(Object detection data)

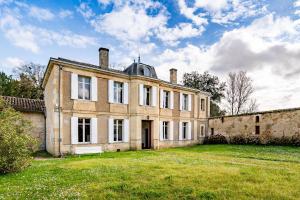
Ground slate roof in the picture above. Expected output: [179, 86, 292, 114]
[0, 96, 45, 113]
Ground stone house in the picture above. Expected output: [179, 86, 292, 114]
[0, 96, 46, 150]
[43, 48, 210, 155]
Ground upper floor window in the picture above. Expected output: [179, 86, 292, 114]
[144, 86, 151, 106]
[182, 94, 189, 110]
[78, 118, 91, 143]
[163, 121, 169, 140]
[78, 76, 91, 100]
[182, 122, 188, 140]
[114, 81, 124, 103]
[113, 119, 123, 142]
[200, 99, 205, 111]
[163, 90, 170, 108]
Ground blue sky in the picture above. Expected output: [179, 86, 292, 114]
[0, 0, 300, 110]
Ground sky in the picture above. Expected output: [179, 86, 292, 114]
[0, 0, 300, 110]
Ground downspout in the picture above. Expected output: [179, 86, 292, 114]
[58, 65, 62, 157]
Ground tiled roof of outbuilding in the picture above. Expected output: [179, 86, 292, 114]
[0, 96, 45, 112]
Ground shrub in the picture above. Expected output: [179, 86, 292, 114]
[0, 98, 37, 173]
[204, 134, 228, 144]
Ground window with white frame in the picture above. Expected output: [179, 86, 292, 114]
[200, 99, 205, 111]
[144, 85, 151, 106]
[114, 81, 124, 103]
[78, 76, 91, 100]
[182, 122, 188, 140]
[78, 118, 91, 143]
[163, 121, 169, 140]
[182, 94, 189, 110]
[113, 119, 123, 142]
[163, 90, 170, 108]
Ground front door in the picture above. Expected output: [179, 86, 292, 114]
[142, 121, 151, 149]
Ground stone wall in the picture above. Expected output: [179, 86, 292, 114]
[209, 108, 300, 137]
[22, 112, 46, 150]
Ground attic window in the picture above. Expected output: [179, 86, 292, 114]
[255, 116, 259, 123]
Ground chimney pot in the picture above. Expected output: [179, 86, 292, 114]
[170, 68, 177, 84]
[99, 47, 109, 69]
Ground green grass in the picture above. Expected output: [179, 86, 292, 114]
[0, 145, 300, 200]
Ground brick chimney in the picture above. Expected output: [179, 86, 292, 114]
[99, 47, 109, 69]
[170, 68, 177, 84]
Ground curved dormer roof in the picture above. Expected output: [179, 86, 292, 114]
[124, 63, 157, 79]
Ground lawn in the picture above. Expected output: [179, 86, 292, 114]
[0, 145, 300, 200]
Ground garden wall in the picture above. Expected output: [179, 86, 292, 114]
[209, 108, 300, 138]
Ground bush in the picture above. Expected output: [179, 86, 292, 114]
[0, 98, 37, 173]
[204, 134, 228, 144]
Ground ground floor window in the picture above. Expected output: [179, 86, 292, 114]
[182, 122, 188, 140]
[163, 122, 169, 140]
[114, 119, 123, 142]
[78, 118, 91, 143]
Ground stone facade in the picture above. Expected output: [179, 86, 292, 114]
[43, 49, 210, 155]
[209, 108, 300, 137]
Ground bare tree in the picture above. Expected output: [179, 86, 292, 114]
[225, 71, 257, 115]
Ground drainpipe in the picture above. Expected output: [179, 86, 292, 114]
[58, 65, 62, 157]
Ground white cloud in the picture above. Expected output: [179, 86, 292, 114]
[153, 14, 300, 110]
[58, 10, 73, 18]
[29, 6, 54, 21]
[0, 10, 97, 53]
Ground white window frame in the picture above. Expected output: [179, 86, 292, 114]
[163, 90, 171, 108]
[182, 94, 189, 111]
[113, 119, 124, 142]
[77, 118, 92, 144]
[143, 85, 152, 106]
[113, 81, 124, 104]
[77, 75, 92, 100]
[182, 122, 189, 140]
[162, 121, 170, 140]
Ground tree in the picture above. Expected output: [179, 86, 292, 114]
[0, 98, 38, 173]
[183, 71, 226, 116]
[225, 71, 257, 115]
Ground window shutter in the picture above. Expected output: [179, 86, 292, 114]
[71, 117, 78, 144]
[123, 83, 128, 104]
[170, 91, 174, 109]
[139, 84, 144, 106]
[91, 77, 98, 101]
[188, 94, 192, 111]
[108, 118, 114, 143]
[71, 73, 78, 99]
[123, 119, 129, 142]
[188, 122, 192, 140]
[151, 86, 157, 107]
[169, 121, 174, 140]
[108, 80, 114, 103]
[91, 118, 98, 144]
[179, 92, 183, 110]
[159, 89, 164, 108]
[178, 121, 182, 140]
[159, 121, 164, 141]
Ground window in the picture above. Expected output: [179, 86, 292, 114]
[163, 122, 169, 140]
[182, 94, 189, 110]
[114, 119, 123, 142]
[114, 81, 124, 103]
[200, 126, 204, 136]
[210, 128, 215, 135]
[163, 90, 170, 108]
[182, 122, 188, 140]
[144, 86, 151, 106]
[78, 118, 91, 143]
[255, 126, 260, 135]
[78, 76, 91, 100]
[255, 116, 259, 123]
[200, 99, 205, 111]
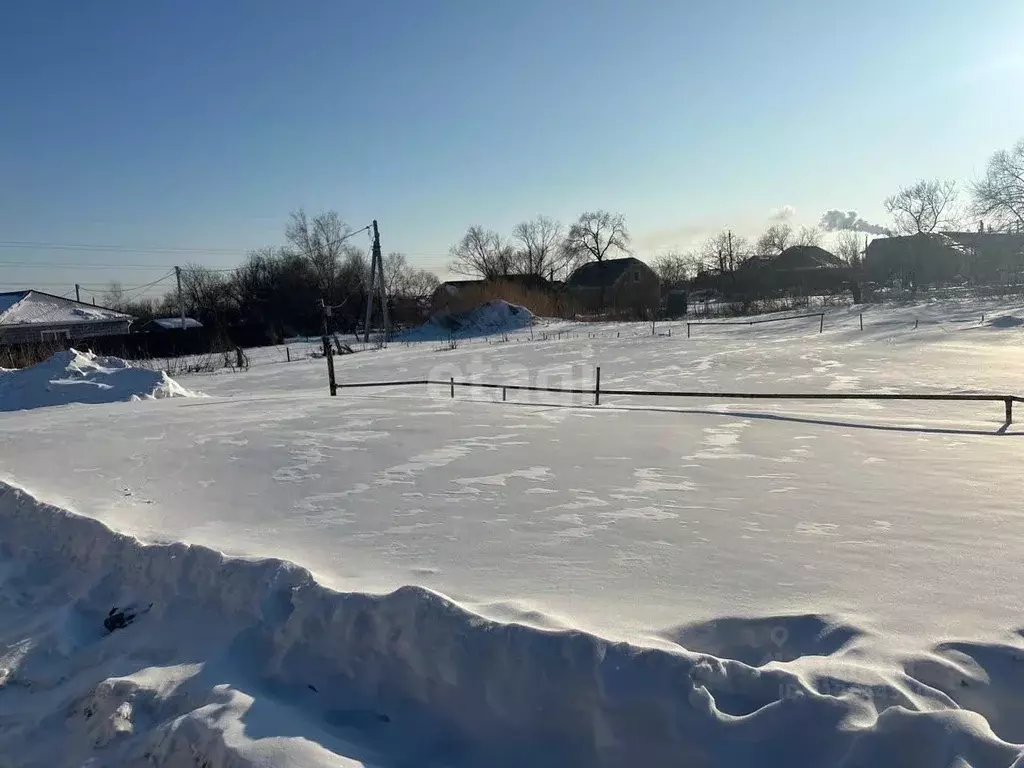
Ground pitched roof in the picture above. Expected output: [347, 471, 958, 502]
[0, 290, 133, 326]
[769, 246, 846, 269]
[153, 317, 203, 331]
[565, 256, 646, 288]
[439, 274, 551, 291]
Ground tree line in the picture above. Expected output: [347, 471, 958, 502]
[106, 210, 438, 340]
[106, 138, 1024, 329]
[651, 138, 1024, 290]
[449, 211, 632, 281]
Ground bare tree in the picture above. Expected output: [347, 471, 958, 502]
[406, 268, 441, 299]
[381, 253, 409, 299]
[103, 280, 125, 309]
[699, 229, 753, 274]
[793, 226, 821, 246]
[651, 251, 692, 291]
[285, 209, 351, 297]
[181, 264, 234, 326]
[512, 216, 565, 276]
[449, 226, 515, 279]
[971, 138, 1024, 229]
[384, 253, 440, 299]
[755, 222, 793, 256]
[564, 211, 630, 264]
[836, 229, 864, 266]
[885, 179, 957, 234]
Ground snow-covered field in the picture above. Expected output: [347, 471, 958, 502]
[0, 301, 1024, 768]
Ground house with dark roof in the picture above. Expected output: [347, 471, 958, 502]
[0, 290, 134, 344]
[565, 256, 662, 316]
[767, 246, 846, 271]
[430, 274, 557, 312]
[864, 231, 1024, 286]
[692, 246, 860, 301]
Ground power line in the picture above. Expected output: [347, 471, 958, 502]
[0, 240, 252, 255]
[0, 224, 372, 257]
[0, 261, 184, 270]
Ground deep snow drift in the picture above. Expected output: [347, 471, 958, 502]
[0, 483, 1024, 768]
[0, 349, 196, 412]
[395, 299, 534, 341]
[0, 302, 1024, 768]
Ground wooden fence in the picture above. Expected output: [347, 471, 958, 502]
[331, 367, 1024, 425]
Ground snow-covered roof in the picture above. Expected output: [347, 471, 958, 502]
[153, 317, 203, 331]
[0, 291, 132, 326]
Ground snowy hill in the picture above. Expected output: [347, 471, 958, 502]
[0, 301, 1024, 768]
[395, 299, 534, 341]
[0, 349, 196, 412]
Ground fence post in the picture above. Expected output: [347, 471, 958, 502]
[324, 344, 338, 397]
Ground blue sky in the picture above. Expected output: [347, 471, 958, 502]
[0, 0, 1024, 293]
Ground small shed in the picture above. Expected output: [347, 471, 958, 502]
[135, 317, 203, 334]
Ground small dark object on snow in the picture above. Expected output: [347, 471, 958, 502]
[103, 603, 153, 634]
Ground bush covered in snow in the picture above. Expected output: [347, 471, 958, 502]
[0, 349, 196, 412]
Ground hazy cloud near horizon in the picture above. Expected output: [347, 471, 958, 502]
[821, 209, 889, 234]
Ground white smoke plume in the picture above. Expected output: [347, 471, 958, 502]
[821, 210, 890, 234]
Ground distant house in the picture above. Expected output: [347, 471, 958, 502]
[766, 246, 846, 271]
[864, 231, 1024, 286]
[565, 256, 662, 315]
[0, 291, 134, 344]
[691, 246, 860, 301]
[864, 232, 972, 286]
[430, 274, 556, 313]
[138, 317, 203, 333]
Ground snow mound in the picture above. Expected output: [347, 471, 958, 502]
[0, 349, 197, 412]
[395, 299, 534, 341]
[0, 482, 1024, 768]
[988, 314, 1024, 328]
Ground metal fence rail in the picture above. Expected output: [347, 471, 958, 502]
[337, 367, 1024, 425]
[686, 312, 827, 339]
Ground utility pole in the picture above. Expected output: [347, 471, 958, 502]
[174, 266, 185, 331]
[321, 299, 338, 397]
[362, 219, 389, 344]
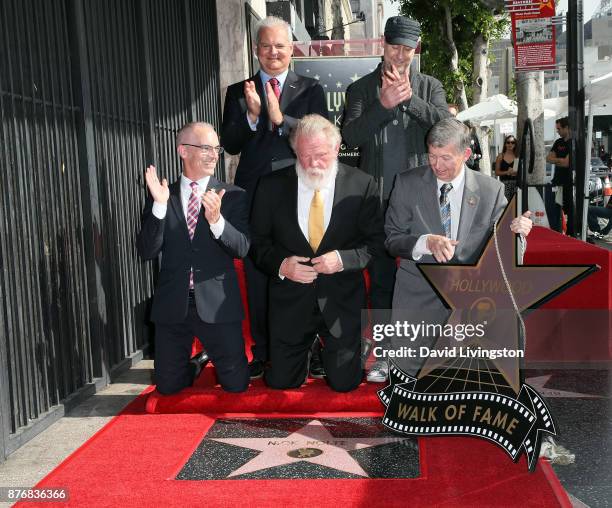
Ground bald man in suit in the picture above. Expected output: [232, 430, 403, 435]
[385, 118, 532, 373]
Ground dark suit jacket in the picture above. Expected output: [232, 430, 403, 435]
[251, 164, 384, 337]
[137, 176, 250, 323]
[221, 70, 328, 199]
[385, 166, 507, 310]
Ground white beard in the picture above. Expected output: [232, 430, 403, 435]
[295, 160, 338, 190]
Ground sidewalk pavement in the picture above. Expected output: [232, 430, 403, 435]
[0, 360, 153, 508]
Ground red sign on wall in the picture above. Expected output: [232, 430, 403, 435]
[508, 0, 556, 72]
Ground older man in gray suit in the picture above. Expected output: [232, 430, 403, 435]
[385, 118, 532, 374]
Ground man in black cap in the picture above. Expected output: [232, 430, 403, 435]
[342, 16, 451, 383]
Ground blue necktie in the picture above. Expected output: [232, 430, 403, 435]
[440, 183, 453, 238]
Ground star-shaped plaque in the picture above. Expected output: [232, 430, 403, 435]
[211, 420, 406, 478]
[418, 197, 596, 393]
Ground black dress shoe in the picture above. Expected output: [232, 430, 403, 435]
[189, 351, 210, 381]
[308, 339, 325, 379]
[249, 359, 263, 379]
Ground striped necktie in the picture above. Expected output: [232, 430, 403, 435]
[187, 182, 201, 289]
[440, 183, 453, 238]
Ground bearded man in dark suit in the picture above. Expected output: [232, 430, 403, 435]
[251, 115, 384, 392]
[221, 16, 327, 378]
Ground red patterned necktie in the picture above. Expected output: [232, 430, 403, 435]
[187, 182, 200, 289]
[268, 78, 280, 101]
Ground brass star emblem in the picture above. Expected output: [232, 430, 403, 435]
[417, 197, 597, 393]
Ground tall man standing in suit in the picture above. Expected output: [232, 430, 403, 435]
[251, 115, 384, 392]
[342, 16, 450, 382]
[137, 123, 250, 394]
[221, 16, 327, 378]
[385, 118, 532, 374]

To do
Reproduce the lines from the records verbatim, beginning at the line that has "Ground drainpipe in" and stopping after the line that has "[0, 10, 97, 53]".

Output
Ground drainpipe in the picture above. Expected output: [179, 86, 292, 114]
[58, 65, 62, 157]
Ground white cloud in the picture above. Expected output: [179, 86, 292, 114]
[153, 14, 300, 110]
[58, 10, 73, 18]
[29, 6, 54, 21]
[0, 10, 97, 53]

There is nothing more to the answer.